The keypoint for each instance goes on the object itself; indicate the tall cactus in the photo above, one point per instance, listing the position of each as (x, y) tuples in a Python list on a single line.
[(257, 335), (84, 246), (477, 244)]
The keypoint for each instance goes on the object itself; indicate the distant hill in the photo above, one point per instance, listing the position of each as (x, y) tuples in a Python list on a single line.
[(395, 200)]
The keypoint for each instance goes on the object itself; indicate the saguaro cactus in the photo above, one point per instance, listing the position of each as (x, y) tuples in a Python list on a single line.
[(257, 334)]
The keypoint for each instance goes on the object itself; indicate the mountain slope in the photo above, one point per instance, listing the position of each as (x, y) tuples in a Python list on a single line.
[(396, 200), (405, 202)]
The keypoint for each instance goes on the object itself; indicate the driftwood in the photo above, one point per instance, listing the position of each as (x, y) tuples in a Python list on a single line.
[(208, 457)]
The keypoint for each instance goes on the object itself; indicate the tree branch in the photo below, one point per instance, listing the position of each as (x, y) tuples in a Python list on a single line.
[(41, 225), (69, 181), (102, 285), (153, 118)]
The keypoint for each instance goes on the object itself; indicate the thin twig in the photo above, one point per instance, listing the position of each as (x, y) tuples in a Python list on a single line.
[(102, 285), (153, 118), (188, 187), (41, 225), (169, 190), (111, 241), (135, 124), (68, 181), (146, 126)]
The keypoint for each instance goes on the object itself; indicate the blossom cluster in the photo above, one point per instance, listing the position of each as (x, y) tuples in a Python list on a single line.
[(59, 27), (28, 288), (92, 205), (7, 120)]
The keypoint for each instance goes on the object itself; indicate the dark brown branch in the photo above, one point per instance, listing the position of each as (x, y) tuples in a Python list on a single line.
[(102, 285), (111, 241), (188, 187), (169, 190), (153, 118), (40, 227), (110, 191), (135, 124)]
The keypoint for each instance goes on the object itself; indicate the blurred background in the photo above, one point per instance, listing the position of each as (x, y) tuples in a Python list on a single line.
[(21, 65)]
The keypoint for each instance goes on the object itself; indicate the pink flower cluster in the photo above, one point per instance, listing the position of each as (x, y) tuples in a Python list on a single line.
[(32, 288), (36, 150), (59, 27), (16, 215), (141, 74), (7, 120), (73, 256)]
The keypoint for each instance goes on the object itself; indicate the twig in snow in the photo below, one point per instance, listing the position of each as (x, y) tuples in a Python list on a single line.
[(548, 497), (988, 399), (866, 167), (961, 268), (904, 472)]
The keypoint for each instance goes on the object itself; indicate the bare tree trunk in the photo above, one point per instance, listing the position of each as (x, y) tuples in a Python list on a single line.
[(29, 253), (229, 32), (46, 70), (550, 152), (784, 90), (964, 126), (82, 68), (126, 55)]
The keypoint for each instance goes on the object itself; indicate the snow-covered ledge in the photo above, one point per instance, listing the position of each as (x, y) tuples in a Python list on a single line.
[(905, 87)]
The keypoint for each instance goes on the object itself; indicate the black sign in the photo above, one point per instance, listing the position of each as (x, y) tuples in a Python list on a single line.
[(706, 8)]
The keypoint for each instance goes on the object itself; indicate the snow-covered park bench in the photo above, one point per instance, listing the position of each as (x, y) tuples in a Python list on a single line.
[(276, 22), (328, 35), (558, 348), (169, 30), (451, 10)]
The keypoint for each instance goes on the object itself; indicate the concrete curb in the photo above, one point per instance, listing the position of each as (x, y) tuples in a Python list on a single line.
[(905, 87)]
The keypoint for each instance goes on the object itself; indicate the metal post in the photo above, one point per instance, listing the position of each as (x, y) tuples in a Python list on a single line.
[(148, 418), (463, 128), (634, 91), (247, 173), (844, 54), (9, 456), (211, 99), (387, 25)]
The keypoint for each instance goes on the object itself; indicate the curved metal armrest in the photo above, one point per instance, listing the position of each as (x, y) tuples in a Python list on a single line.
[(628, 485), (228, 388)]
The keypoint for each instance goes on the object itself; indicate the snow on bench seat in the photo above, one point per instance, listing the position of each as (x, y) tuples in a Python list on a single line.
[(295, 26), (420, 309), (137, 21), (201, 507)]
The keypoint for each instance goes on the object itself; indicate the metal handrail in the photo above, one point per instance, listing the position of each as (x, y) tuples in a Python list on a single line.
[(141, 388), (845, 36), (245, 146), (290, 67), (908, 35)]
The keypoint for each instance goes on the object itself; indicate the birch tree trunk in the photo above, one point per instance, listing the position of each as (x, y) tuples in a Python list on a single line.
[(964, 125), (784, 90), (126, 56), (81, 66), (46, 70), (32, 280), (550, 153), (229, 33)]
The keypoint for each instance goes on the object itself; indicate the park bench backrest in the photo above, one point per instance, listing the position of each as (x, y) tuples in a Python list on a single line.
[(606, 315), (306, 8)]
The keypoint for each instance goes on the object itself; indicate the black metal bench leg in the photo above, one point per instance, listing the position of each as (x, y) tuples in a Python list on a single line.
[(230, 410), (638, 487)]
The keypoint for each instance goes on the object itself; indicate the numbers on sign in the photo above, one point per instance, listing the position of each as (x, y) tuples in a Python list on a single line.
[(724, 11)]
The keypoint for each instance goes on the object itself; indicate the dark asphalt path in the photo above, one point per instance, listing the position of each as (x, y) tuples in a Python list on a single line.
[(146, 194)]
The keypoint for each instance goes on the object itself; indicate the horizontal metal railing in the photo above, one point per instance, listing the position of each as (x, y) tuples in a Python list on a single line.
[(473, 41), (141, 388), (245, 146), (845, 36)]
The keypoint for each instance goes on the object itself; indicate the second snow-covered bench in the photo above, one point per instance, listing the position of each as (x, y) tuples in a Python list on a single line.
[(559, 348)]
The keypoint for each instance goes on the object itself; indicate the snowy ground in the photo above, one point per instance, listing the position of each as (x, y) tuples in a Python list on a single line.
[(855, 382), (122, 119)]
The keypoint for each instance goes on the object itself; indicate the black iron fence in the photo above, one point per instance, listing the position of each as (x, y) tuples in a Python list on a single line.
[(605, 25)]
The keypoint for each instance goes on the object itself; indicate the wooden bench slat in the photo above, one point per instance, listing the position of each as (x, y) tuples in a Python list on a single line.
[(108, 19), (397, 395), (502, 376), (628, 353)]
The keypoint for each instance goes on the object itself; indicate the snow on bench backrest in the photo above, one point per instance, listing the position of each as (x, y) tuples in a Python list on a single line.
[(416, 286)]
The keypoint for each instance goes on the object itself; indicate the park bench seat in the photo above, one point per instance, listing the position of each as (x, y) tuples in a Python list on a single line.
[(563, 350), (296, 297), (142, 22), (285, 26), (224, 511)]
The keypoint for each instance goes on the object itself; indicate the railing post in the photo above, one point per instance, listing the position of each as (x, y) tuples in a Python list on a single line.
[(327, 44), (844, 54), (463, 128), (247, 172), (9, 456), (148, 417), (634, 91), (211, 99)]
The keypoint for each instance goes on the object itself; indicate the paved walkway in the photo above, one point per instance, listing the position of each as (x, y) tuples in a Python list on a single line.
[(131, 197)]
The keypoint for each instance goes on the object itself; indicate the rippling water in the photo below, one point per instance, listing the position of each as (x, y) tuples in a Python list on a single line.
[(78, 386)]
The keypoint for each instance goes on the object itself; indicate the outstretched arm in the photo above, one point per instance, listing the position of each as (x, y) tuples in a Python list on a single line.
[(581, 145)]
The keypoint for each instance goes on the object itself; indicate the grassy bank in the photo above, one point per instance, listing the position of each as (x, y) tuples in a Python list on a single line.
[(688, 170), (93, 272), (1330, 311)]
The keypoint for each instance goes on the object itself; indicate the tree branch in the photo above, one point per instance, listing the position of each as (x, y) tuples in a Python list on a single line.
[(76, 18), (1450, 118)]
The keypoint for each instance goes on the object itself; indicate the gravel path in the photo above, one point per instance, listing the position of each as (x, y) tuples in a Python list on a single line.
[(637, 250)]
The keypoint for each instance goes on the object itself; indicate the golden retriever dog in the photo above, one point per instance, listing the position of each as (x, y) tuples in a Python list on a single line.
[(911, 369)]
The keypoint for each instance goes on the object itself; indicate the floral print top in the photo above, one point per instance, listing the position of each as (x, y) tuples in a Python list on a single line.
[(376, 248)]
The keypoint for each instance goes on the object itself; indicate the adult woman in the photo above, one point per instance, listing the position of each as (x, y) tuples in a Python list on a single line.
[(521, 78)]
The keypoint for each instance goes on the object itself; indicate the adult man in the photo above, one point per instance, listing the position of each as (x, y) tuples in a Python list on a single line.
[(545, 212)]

* _Requirement_: Your reply should be nothing but the lines from the one containing "the adult woman" through the last line above, copied exactly; please include both ends.

* _Result of the task_:
The keypoint for each instance goes on the object itself; indicate the adult woman in the photo above, one point per instance, listing the position of each as (x, y) tuples in a Python list on a single line.
[(521, 78)]
The keypoint for each instance goes on the object itself; indicate the adult man in the photo above, one point per instance, listing the position of each as (x, y) tuples in a Python list on a single line.
[(545, 212)]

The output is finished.